### Your task
Reproduce the records below word for word, from the line containing "wiper in the photo above." through the end of the records, and output nothing else.

--- BEGIN ---

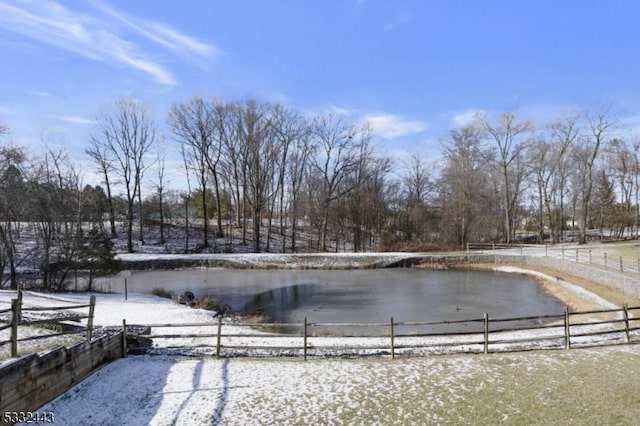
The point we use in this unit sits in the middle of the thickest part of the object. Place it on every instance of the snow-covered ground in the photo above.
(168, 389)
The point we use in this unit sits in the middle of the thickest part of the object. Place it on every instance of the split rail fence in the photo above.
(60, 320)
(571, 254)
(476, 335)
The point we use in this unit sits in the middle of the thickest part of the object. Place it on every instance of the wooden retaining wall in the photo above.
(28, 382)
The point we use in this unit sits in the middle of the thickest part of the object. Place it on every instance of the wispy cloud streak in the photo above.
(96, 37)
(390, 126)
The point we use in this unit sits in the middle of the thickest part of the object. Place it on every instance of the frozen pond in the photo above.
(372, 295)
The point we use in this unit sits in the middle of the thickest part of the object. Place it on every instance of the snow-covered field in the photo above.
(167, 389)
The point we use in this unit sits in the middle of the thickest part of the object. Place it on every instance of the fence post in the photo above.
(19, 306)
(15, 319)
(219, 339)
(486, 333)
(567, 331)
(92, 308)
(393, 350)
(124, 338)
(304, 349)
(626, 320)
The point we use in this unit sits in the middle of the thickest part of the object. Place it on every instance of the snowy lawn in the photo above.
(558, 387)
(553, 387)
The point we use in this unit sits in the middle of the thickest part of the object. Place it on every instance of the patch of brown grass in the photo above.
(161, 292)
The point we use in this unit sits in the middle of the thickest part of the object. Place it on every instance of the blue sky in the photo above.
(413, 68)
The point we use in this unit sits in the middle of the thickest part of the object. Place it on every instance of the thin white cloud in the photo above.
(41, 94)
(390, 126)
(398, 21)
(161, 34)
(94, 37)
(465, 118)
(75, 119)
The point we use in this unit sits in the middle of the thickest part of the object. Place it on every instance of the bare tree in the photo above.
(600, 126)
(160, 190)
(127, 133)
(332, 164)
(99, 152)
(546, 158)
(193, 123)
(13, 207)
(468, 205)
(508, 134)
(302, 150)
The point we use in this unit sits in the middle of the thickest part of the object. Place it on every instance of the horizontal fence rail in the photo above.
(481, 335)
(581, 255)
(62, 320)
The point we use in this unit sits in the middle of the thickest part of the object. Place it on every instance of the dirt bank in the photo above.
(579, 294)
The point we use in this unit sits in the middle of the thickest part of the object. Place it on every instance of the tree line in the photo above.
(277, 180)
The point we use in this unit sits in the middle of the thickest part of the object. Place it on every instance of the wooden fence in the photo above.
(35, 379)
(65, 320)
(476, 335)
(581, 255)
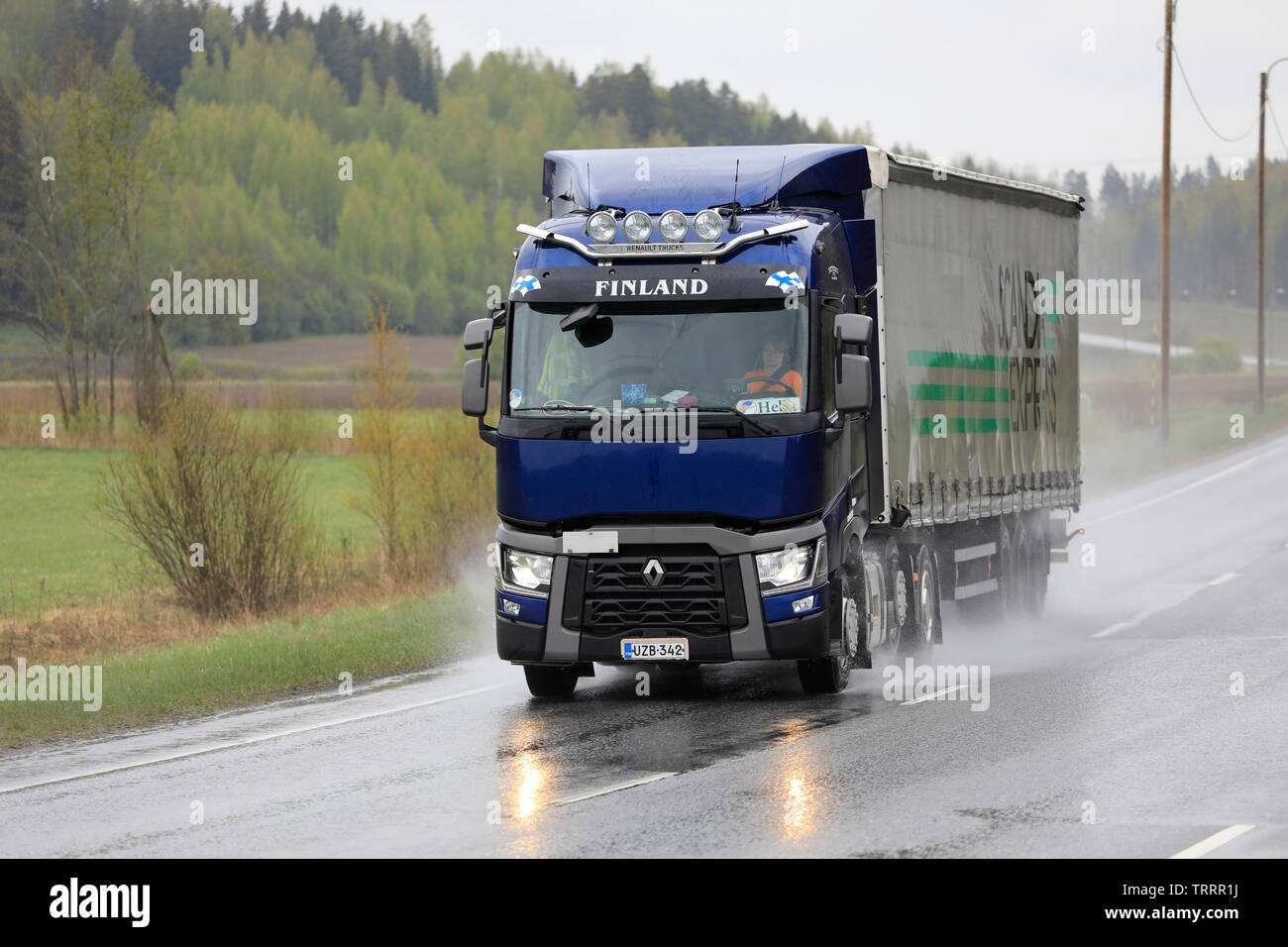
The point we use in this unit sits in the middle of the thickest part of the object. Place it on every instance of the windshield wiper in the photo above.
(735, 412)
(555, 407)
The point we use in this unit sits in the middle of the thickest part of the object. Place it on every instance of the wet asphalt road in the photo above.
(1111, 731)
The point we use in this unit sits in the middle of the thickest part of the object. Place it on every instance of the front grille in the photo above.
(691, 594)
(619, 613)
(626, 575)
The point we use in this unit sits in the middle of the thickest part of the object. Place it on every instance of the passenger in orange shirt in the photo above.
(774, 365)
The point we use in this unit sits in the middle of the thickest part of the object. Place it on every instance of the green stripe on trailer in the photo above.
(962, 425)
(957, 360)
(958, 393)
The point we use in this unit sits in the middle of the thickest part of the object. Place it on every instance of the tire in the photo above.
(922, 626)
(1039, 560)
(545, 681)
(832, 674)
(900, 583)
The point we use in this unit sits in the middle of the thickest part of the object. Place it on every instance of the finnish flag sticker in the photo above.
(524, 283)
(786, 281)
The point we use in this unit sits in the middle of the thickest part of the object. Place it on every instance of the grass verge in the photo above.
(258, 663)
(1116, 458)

--- END ---

### Correct answer
The point we use in this unit sits in the middle of the thickest part of the object. Place it on every instance of the windshield wiper in the photo above.
(735, 412)
(555, 407)
The point we use in this unit sits in the middle of the thickest part of the object. Place it on every instance of the wet asphalt road in the photo above.
(1111, 731)
The point we use in this unit sits in the middle of the thickest part of the object. Place it on every instance of the front grille in the photo above.
(691, 594)
(619, 613)
(626, 575)
The point we use in this unit sits in the middle of the thickest part of the object. Place it on every instance of the passenger in orange shirt in the photo above.
(774, 365)
The point we use in this unit sits in the middle of the thickest part of the object. Place it on every instance of the green stripe on trailer in the photo above.
(962, 425)
(957, 360)
(958, 393)
The point we use in this unit sits in the middle of the thickest part of the object. Place it on every instance of the tire in the photo above.
(922, 626)
(1039, 560)
(545, 681)
(832, 674)
(900, 583)
The point we use in this unit sits in the middle of the thickest part of the object. Place it on every instance of the finnish flag sticker in the photo above.
(524, 283)
(786, 281)
The point we use in this unit sits in the middle of the thickest part of the object. Place it on every instance of the grass verge in the photo above.
(258, 663)
(1116, 458)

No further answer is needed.